#### [Problem statement]
Convert the lines of the records into a JSON list of strings, one string per line, leaving out blank lines and the pictures.

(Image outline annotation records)
--

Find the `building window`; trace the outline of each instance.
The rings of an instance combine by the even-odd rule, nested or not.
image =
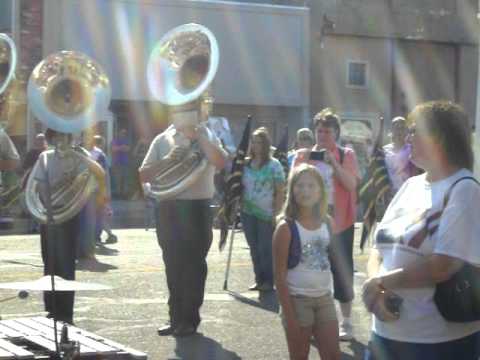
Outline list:
[[[347,62],[347,87],[366,88],[368,86],[368,63],[364,61]]]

--

#### [Task response]
[
  "Find the `building window`; trace the outline of each instance.",
  "The rings of an instance combine by the even-odd rule, nested or not.",
  "image =",
  "Outline list:",
  "[[[347,62],[347,87],[366,88],[368,86],[368,63],[364,61]]]"
]